> [EXERCISE INPUTS]
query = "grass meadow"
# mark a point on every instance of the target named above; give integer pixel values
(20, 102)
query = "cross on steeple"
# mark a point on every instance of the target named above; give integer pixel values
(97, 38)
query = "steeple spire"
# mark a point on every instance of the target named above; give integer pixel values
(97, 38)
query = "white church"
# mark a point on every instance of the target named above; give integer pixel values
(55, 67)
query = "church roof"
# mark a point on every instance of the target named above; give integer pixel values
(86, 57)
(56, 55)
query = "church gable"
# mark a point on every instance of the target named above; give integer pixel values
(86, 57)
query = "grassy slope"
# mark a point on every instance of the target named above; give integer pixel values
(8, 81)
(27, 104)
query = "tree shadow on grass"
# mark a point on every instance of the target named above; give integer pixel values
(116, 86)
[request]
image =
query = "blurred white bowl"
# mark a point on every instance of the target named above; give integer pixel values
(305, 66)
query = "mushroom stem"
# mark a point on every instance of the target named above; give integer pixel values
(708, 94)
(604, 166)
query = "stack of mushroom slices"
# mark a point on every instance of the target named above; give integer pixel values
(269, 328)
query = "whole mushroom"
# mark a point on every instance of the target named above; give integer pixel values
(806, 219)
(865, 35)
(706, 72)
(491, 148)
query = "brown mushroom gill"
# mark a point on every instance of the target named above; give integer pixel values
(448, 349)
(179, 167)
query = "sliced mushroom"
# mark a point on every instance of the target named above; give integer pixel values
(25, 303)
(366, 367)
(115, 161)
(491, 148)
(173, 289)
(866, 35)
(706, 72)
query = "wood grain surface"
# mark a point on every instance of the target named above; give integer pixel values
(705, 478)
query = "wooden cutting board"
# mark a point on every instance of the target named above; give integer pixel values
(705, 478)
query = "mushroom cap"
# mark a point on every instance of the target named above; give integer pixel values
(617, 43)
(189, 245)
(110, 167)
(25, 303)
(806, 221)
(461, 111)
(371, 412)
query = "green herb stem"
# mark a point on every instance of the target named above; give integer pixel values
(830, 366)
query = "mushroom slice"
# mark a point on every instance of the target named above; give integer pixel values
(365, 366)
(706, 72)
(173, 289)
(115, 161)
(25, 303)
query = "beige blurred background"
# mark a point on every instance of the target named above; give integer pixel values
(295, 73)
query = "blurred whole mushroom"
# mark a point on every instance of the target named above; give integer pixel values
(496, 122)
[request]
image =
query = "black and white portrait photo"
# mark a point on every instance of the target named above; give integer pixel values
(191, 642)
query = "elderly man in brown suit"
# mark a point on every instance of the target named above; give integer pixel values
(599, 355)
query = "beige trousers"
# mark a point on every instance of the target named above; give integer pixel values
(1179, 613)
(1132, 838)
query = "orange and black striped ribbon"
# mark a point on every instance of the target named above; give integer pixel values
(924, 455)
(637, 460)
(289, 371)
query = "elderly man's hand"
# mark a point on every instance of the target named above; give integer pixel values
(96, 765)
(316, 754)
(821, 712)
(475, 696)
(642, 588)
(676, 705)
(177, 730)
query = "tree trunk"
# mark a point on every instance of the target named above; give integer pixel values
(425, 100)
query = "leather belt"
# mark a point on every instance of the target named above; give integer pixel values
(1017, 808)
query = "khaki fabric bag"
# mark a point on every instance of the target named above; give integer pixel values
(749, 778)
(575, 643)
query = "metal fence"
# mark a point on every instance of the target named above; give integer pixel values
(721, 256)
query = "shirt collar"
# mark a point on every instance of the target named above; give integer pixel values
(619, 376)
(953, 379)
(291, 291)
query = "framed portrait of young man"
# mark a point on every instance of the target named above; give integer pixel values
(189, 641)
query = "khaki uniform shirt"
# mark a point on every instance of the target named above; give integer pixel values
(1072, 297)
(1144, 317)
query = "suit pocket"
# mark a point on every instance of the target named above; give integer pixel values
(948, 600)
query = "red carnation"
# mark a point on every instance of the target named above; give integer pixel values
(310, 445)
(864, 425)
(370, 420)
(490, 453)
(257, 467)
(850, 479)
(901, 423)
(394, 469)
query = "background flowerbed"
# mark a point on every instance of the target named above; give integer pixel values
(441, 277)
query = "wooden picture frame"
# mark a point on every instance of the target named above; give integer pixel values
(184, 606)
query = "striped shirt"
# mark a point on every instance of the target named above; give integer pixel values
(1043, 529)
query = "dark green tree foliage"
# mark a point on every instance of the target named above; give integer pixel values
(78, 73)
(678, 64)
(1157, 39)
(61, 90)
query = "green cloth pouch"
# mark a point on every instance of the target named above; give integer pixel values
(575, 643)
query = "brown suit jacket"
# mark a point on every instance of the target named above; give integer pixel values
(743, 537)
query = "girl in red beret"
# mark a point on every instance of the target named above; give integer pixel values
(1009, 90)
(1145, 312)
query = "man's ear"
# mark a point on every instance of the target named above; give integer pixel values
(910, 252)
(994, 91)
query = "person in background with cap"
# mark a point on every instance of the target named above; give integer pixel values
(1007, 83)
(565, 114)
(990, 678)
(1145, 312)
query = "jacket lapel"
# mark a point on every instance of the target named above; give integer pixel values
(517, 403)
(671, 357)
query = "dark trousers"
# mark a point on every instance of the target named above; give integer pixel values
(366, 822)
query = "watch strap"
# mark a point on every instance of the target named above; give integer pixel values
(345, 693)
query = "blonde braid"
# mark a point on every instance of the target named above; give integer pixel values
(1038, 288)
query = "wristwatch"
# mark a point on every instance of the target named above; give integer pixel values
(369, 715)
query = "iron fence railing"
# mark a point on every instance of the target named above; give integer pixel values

> [AIM] Can you give every line above again, exactly as written?

> [WRITTEN ANSWER]
query = "grass meadow"
# mark a point on every instance of the target named above; give integer pixel values
(20, 102)
query = "cross on steeple"
# mark a point on every instance of the target named above; give integer pixel values
(97, 38)
query = "steeple spire"
# mark a point on every instance of the target named above; give integer pixel values
(97, 38)
query = "white church"
# mark a point on every instance of the target named above; give integer pixel values
(55, 67)
query = "church roof"
# mark a point on every instance of the target named above; give integer pixel values
(86, 57)
(56, 55)
query = "church gable"
# mark a point on every instance of the target named above; give integer pixel values
(86, 57)
query = "grassy slope"
# mark a point on every instance of the target named above; give integer pixel values
(8, 81)
(27, 104)
query = "tree shadow on grass"
# mark a point on every instance of the target named above; give integer pixel values
(116, 86)
[request]
image =
query = "blurred white bowl"
# mark a point on every instance of the target named above; give integer pixel values
(305, 66)
query = "mushroom stem"
# mark a point on every instance of the target named above; give integer pixel values
(708, 94)
(604, 166)
query = "stack of mushroom slices"
# mark a point on every instance of the target named above; give integer pixel values
(269, 328)
query = "whole mushroom"
# mark a point on every instance of the target named above; give integer pixel values
(806, 219)
(865, 35)
(706, 72)
(491, 148)
query = "brown mushroom gill"
# mark a point on every instance of the target named above; give integer pixel values
(448, 349)
(179, 167)
query = "sliced mushroom"
# mark a point on every instance of the target named above; give integer pixel values
(25, 303)
(366, 367)
(115, 161)
(491, 148)
(173, 289)
(866, 35)
(706, 72)
query = "wood grain surface"
# mark a point on every instance of the target named above; give integer pixel values
(705, 478)
query = "wooden cutting board"
# mark a point on every instance of the target named above; give integer pixel values
(705, 478)
query = "mushroom cap"
# mark a point on every instance of the target named above; give integer pixel values
(617, 43)
(189, 245)
(110, 167)
(25, 303)
(806, 221)
(461, 111)
(371, 412)
query = "green herb stem"
# mark a point on every instance of the target named above; give integer pixel values
(830, 366)
query = "mushroom slice"
# mark a point on every instance of the target named above; give integer pixel values
(365, 366)
(706, 72)
(173, 289)
(115, 161)
(25, 303)
query = "beige blurred background"
# mark a point on every instance of the target named above; give integer pixel values
(295, 73)
query = "blurred whole mushroom"
# mark a point on every instance of the target named above; give integer pixel values
(496, 122)
[request]
image =
query = "black and white portrait photo"
# mark a point on every instance of the target named above; give integer pixel values
(191, 642)
query = "elderly man in brown suit"
# mark a point on every instance of the target named above; give integer pixel values
(599, 355)
query = "beige trousers"
# mark a point on every instance of the target named above; give integer pixel values
(1179, 613)
(1132, 838)
query = "orange and black striped ribbon"
# mark a point on every instance of the target named above; give integer pixel values
(924, 455)
(637, 460)
(289, 371)
query = "elderly man's hand"
# mark a point on every instance of the target named above; give integer pixel values
(96, 765)
(316, 754)
(821, 712)
(475, 696)
(642, 588)
(676, 705)
(177, 730)
query = "tree trunk"
# mark a point on every instance of the target named above; give integer pixel values
(425, 100)
query = "leather belt"
# mark a point on every instance of the target named above; give integer pixel values
(1017, 808)
query = "khaki fabric bag"
# mark a point on every instance of the target named above; give integer pixel values
(749, 778)
(575, 643)
query = "metal fence"
# mark a point on every instance of the target named above; give integer pixel values
(721, 256)
query = "shirt collar"
# mark a point on every instance of the target named above; give integer pixel values
(619, 376)
(953, 379)
(291, 291)
query = "framed portrait of young man"
# mark a point on every instance of the target named above; give integer pixel values
(189, 641)
query = "khaki uniform shirt"
# mark a point on every instance of the target named above; give integer pixel values
(1072, 297)
(1144, 317)
query = "suit pocket"
# mark a point on every instance of the target named above; give integer pixel values
(948, 600)
query = "red carnation"
# mark a point on every instance of the target named above; give integer pixel values
(310, 445)
(864, 425)
(370, 420)
(490, 453)
(257, 467)
(850, 479)
(901, 423)
(394, 469)
query = "background flowerbed"
# mark a point on every instance of the target named above; give integer pixel values
(441, 277)
query = "wooden picture frame"
# mark a point on every instance of the target named above; give integer pixel values
(184, 606)
query = "striped shirt"
# mark a point on every instance of the target named above; give integer pixel values
(1043, 529)
query = "dark green tree foliage"
# mark a point on every instance of the target named above; give integer pixel values
(78, 73)
(678, 64)
(1157, 39)
(61, 90)
query = "green cloth pouch"
# mark a point on every instance of the target named above; give integer pixel values
(575, 643)
query = "brown suit jacket"
# mark a point on every instance of the target named above; give integer pixel values
(743, 537)
query = "girl in red beret"
# mark a point on every instance of the target named above; give integer pixel values
(1009, 90)
(1145, 312)
query = "man's ear"
# mark a point on every instance of the target named above; give integer pixel values
(910, 252)
(994, 91)
query = "person in background with cap"
# mark a point on every instance of the target named above; give integer pixel values
(1007, 83)
(565, 114)
(990, 678)
(1145, 312)
query = "jacket lapel"
# mark a point on every instance of the target named above; give integer pixel values
(517, 403)
(671, 357)
query = "dark trousers"
# mark a point on every instance of the target named above; give integer pixel values
(366, 822)
query = "watch strap"
# mark a point on every instance of the target named above; give integer pixel values
(345, 693)
query = "blonde braid"
# mark a point on every instance of the target named above; give integer pixel values
(1038, 288)
query = "wristwatch"
# mark a point on every instance of the target named above; give integer pixel values
(369, 715)
query = "iron fence railing"
# mark a point on every instance of the target named above; give integer pixel values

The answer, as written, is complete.